**WHAT THIS TASK INVOLVES**:
Type the records out again in full, exactly.

[Point labeling examples]
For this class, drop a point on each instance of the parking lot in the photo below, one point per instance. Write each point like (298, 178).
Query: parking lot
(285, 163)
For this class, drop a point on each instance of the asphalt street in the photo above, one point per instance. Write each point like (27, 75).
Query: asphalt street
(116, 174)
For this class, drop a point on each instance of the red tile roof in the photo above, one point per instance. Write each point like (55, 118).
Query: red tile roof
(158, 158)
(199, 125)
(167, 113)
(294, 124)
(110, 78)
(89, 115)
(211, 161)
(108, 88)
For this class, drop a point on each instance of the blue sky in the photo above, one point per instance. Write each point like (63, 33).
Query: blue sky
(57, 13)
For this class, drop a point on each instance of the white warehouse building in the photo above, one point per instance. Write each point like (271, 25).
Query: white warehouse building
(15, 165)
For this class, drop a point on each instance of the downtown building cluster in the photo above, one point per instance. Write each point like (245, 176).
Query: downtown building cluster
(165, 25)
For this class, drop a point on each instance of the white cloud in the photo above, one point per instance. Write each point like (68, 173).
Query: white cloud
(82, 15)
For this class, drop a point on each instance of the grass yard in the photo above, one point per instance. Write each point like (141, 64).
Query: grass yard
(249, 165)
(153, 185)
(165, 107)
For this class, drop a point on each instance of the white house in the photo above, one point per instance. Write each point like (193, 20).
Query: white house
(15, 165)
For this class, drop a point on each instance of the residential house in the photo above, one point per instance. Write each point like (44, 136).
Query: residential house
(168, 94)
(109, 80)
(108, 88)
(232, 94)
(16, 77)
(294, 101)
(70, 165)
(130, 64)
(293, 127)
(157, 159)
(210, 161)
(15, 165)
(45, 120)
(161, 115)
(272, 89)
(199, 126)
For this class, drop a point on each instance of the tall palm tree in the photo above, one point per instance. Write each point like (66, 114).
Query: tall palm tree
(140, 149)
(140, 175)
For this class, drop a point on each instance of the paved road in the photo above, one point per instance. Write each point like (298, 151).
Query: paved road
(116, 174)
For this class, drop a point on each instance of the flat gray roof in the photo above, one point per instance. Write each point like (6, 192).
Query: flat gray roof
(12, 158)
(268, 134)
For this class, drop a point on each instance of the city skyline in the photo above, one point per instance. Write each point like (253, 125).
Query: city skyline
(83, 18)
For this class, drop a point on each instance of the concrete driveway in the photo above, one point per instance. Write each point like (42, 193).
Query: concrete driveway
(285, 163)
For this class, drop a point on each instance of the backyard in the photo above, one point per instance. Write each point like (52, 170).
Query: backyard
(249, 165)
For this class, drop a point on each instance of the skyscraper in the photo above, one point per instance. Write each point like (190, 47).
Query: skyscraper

**SOLVED PROBLEM**:
For this class, drop a point on each instance of the parking lot in the photo below, one point per instance. Write each point like (298, 178).
Query: parking lot
(285, 163)
For this class, drop a point on each instance of the asphalt street in the photo above, one point per instance. Write each point like (27, 75).
Query: asphalt street
(116, 174)
For this class, drop a point on each instance of the red tile roof in the photo above, one point per instance. Write each point like (55, 118).
Query: red tile roof
(158, 158)
(199, 125)
(167, 113)
(294, 124)
(110, 78)
(89, 115)
(211, 161)
(108, 88)
For this class, drop a point on each instance of the blue sky in the photo above, one point per instance. Write each point like (63, 33).
Query: blue sky
(57, 13)
For this class, drop a point on each instance of the white warehouse building in the photo above, one point per instance. Write each point like (271, 25).
Query: white warehouse building
(15, 165)
For this class, drop a point on each instance of the downtown building cluster in the photo above, one point per instance. Write each point like (245, 176).
Query: downtown building cluster
(165, 25)
For this class, drop a point on each instance of the white cloud in the photo above, one point per instance. Write each point like (68, 173).
Query: white cloud
(82, 15)
For this class, drop a point on each instance of the grass yard in the photo above, one point per instance. Write each point like (141, 64).
Query: grass yard
(249, 165)
(153, 185)
(165, 107)
For this class, drop a point on each instance of the white house in the photo above, one point per instance. Write each point like (193, 20).
Query: white house
(15, 165)
For this class, drop a point on each instance of the residential house in the photo above, one point per instance. Write each point like (44, 136).
Query: residential house
(168, 94)
(109, 80)
(108, 88)
(232, 94)
(16, 77)
(294, 101)
(70, 165)
(130, 64)
(293, 127)
(157, 159)
(210, 161)
(15, 165)
(45, 120)
(161, 115)
(272, 89)
(199, 126)
For this class, drop a point on each instance of the tall palm tree in the photo above, one point per instance. Write each point like (66, 114).
Query: tall palm tree
(140, 149)
(140, 175)
For this class, drop a point on each instance of the paved road in the photo above, one point per instance. Write each point like (298, 151).
Query: paved road
(116, 174)
For this class, drop a point on each instance of the flat gray roof in the photo above, one point per instance. Write each point like (6, 192).
Query: flat gray roof
(12, 158)
(268, 134)
For this class, drop a point on each instance of the city skyline in the photo above, one point per instance. Write each point like (253, 125).
Query: city skyline
(83, 18)
For this class, drop a point on each instance of the concrete driveway in the photo above, one point per instance. Write each point like (42, 193).
Query: concrete driveway
(285, 163)
For this class, drop a point on each instance of the backyard in the photo above, one point per instance. Write each point like (52, 170).
Query: backyard
(249, 165)
For this class, drop a point on each instance of the skyscraper in the photo above, one point per instance. Write each point like (190, 47).
Query: skyscraper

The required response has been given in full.